● **DOCUMENT TEXT**
CRO-MAGS, HARD-CORE & BETWEEN WARS
A CONVERSATION WITH HARLEY FLANAGAN
Some of the best writing comes from a place of pain and suffering. Emotion is what shapes and inspires deep literature and songwriting, and Harley Flanagan has overcome a lot more adversity, turmoil, and just pure craziness than many people do in a lifetime. That shines through in much of his work, including but not limited to his music with the Cro-Mags, who recently went back into the studio and recorded their first music in nearly 20 years, joining the Misfits for a few shows on their reunion tour.
Spending two decades away from doing anything you’re accustomed to doing full time can take a toll on anyone, but if it’s something you love, you likely haven’t completely stopped. While Flanagan took an extended break from his music career to focus on his family, he never stopped making or playing music. “You know, to be fair, I did get in the studio a few times over the years. This was the first time that I had the luxury of a budget,” he said, reflecting on his time away from being a full time musician and how beautiful it is to create in a laid back environment where he isn’t “under the gun.” Raising his kids has been his main focus, but he still writes and plays his instruments every day. Now that his kids are getting older, he’s able to get back into full swing.
The Cro-Mags have not been his sole focus, either. When Flanagan goes back into full swing, he hits a home run and makes sure to hit every single base on his way there, hard. “I just did this movie that’s actually going to be premiering at the Sundance coming up,” he said, talking a bit about ‘Between Wars’, a film that he is co-starring in and scoring.

● **TASKS TO PERFORM**
A) Answer these questions from the Harley Flanagan interview, one answer per line:
(i) How long had it been since the Cro-Mags recorded new music?
(ii) Which band did the Cro-Mags join for a few shows on its reunion tour?
(iii) What is the name of the film Flanagan is co-starring in and scoring?
B) Please write a continuation of the Harley Flanagan interview, starting after its last sentence.
The material after the Harley Flanagan interview isn't needed for anything here.

● **DATASET CONTENT**
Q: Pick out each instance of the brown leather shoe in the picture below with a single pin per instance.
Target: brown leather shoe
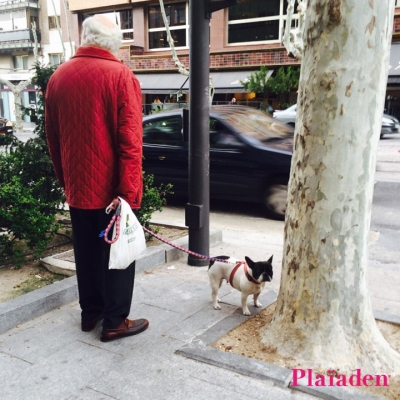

● **WRITTEN ANSWERS**
A)
(i) Nearly 20 years.
(ii) The Misfits.
(iii) 'Between Wars'.

B)
The independent film, starring Michael Imperioli (Goodfellas, The Sopranos), previewed at the Sundance Film Festival at the end of January. The film is director Tom Phillips’ feature film debut as well as Flanagan’s on-screen feature film debut. ‘Between Wars’ shines a light on the struggles that marines face when trying to reintegrate themselves into society, post-war.
This role was not hard for Flanagan to relate to but was challenging in its own ways. “It was a lot of fun, I got to go bananas. It was a little scary because I really dug into some places that I haven’t been in a long time… I play this crazy Irish low-level criminal who is all fucked up on drugs, super violent, and super high strung because I’m coked out of my mind.” Flanagan talked about how he’s calmed down a lot over the years and how putting himself back in “that head-space of being ready to flip at all times,” for the role, was something that took him a couple of weeks to come down from. Although, he said that with him being in such a great place in life right now, not trying would have been foolish. “I believe in taking advantage of opportunities that come your way. You never know what it could lead to.” Laughing, he mentioned how at certain points, he had the “directors and other actors shitting themselves,” because once they gave him the go-ahead to improvise, “that was it.”
Flanagan’s newfound relationship with Victory Records is one that Flanagan could not be more excited about. When he got the call from Tony Brummel, he said he thought it was a prank call and that Brummel’s enthusiasm was “insane.” To work with someone who, Flanagan said, “has [attributed] me and the Cro-Mags with inspiring him to start Victory,” is something very special. Brummel is a fan and to Flanagan, that means everything.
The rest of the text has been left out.